(Source data)

=-=-=-=-=

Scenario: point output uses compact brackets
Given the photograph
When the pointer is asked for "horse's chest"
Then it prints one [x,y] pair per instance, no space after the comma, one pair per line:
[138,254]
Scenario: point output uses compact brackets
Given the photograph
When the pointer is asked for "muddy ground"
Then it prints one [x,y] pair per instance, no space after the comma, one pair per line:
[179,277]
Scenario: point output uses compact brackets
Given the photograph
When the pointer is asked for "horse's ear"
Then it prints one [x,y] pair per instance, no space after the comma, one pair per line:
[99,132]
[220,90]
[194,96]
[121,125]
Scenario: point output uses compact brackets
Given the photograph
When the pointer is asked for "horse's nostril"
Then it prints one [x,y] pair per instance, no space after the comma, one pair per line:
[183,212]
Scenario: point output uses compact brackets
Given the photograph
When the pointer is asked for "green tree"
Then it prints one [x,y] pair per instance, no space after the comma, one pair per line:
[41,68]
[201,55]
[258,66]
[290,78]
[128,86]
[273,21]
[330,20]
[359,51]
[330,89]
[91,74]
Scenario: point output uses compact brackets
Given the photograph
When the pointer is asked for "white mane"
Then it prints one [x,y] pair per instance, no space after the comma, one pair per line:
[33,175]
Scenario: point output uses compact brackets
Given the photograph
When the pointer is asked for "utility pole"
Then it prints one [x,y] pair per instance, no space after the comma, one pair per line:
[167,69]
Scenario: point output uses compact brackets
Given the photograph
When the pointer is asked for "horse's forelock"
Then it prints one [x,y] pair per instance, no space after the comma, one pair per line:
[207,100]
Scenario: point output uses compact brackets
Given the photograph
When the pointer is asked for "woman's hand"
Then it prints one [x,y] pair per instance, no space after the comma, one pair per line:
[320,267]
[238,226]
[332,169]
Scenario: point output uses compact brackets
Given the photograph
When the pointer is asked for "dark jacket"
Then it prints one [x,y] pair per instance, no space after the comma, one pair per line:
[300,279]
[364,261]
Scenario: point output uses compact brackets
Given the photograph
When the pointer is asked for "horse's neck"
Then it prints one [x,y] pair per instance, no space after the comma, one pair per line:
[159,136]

=-=-=-=-=

**Written request:** Which lines of the material contain the string "horse"? Locate each one and copy it out in full.

**Task answer:**
When the pointer is asked for "horse's chest"
When the pointer is asked for "horse's ear"
When the pointer is asked for "horse's nostril"
When the pointer is asked for "horse's forelock"
When the pointer is asked for "horse's neck"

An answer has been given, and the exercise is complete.